— Start of Records provided —
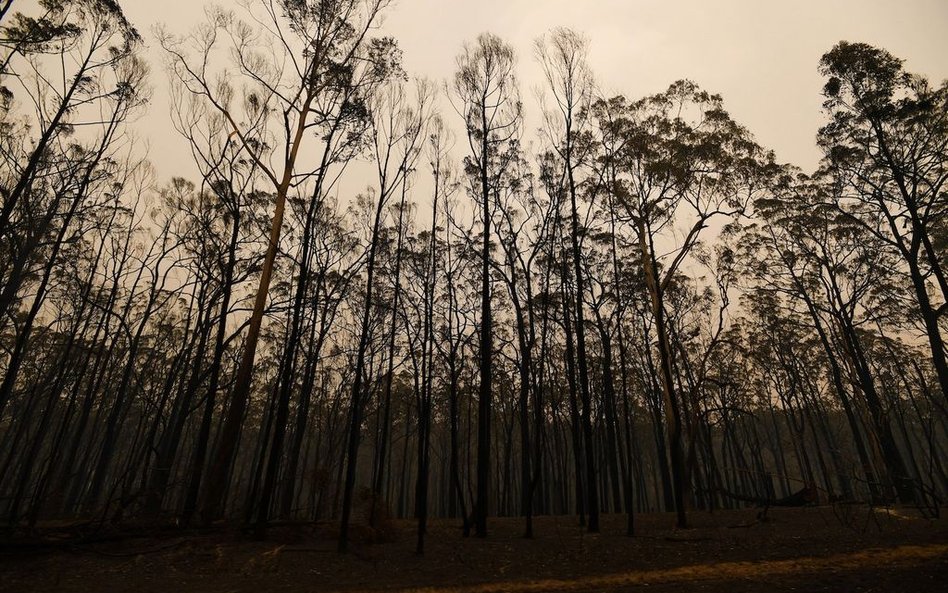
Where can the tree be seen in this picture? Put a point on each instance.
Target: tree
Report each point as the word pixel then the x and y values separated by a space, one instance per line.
pixel 488 101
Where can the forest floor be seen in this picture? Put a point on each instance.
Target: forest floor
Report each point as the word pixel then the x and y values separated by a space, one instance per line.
pixel 811 549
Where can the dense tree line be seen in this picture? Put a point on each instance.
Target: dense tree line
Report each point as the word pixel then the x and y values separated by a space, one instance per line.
pixel 634 309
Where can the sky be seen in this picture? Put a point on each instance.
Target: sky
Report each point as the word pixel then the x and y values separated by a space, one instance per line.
pixel 761 56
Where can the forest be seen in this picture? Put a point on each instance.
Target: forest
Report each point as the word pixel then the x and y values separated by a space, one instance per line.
pixel 387 300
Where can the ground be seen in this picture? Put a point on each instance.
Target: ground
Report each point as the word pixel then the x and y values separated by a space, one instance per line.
pixel 812 549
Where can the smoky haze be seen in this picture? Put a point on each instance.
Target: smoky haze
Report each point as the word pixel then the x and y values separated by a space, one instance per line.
pixel 760 56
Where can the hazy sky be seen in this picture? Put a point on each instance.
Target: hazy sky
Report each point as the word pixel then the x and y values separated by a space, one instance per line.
pixel 760 55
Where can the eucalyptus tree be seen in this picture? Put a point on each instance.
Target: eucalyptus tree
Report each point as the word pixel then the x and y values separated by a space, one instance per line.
pixel 682 161
pixel 840 272
pixel 71 78
pixel 304 65
pixel 397 136
pixel 487 98
pixel 563 58
pixel 887 145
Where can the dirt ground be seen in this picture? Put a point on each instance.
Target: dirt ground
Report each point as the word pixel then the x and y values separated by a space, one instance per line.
pixel 813 549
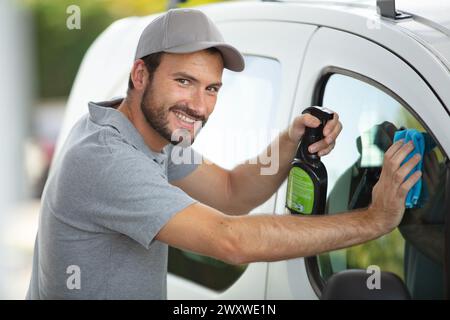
— End of Records provided —
Exercise brief.
Give every line of the records above as a Markdown table with two columns, Row for the row number and Text for the line, and leave out blank lines. Omit the pictures.

Output for this exercise.
| Row | Text |
|---|---|
| 1 | Where can the tree be seen in this picture? Put a point on each instance. |
| 2 | Target: tree |
| 3 | Report each point as the word pixel then the x and y values separated by a space, one instance per line. |
| 4 | pixel 488 101 |
| 5 | Where can the forest floor be seen in this picture? Put a point on each instance. |
| 6 | Target: forest floor |
| 7 | Report each point as the word pixel then the x and y values separated by a space, one instance per line. |
| 8 | pixel 811 549 |
| 9 | Where can the dense tree line be seen in this picture? Put a point on each instance. |
| 10 | Target: dense tree line |
| 11 | Report each point as the word pixel then the x and y values separated by a space, one instance per line. |
| 12 | pixel 634 309 |
| 13 | Where can the sky be seen in this picture? Put a point on each instance. |
| 14 | Target: sky |
| 15 | Report each point as the word pixel then the x and y values separated by a space, one instance per line. |
| 16 | pixel 761 56 |
| 17 | Where can the forest be seen in this picture? Put a point on each instance. |
| 18 | Target: forest |
| 19 | Report each point as the word pixel then the x and y values separated by a space, one instance per line. |
| 20 | pixel 387 300 |
| 21 | Where can the ground be seen in this picture? Put a point on each instance. |
| 22 | Target: ground |
| 23 | Report each point as the word pixel then the x and y values separated by a space, one instance per line. |
| 24 | pixel 812 549 |
| 25 | Where can the smoky haze be seen in this picture? Put a point on each instance. |
| 26 | Target: smoky haze |
| 27 | Report each point as the word pixel then the x and y values separated by a space, one instance per line. |
| 28 | pixel 760 56 |
| 29 | Where can the hazy sky be seen in this picture? Put a point on each instance. |
| 30 | Target: hazy sky |
| 31 | Report each point as the word pixel then the x and y values separated by a space, one instance per line. |
| 32 | pixel 760 55 |
| 33 | Where can the eucalyptus tree be seen in this picture? Put a point on each instance. |
| 34 | Target: eucalyptus tree |
| 35 | Report each point as the word pixel then the x and y values separated by a space, one instance per line. |
| 36 | pixel 682 161 |
| 37 | pixel 840 272 |
| 38 | pixel 71 78 |
| 39 | pixel 304 65 |
| 40 | pixel 397 136 |
| 41 | pixel 487 98 |
| 42 | pixel 563 58 |
| 43 | pixel 887 145 |
| 44 | Where can the dirt ground be seen in this picture? Put a point on each instance. |
| 45 | Target: dirt ground |
| 46 | Report each point as the word pixel then the x and y values separated by a space, one instance per line. |
| 47 | pixel 813 549 |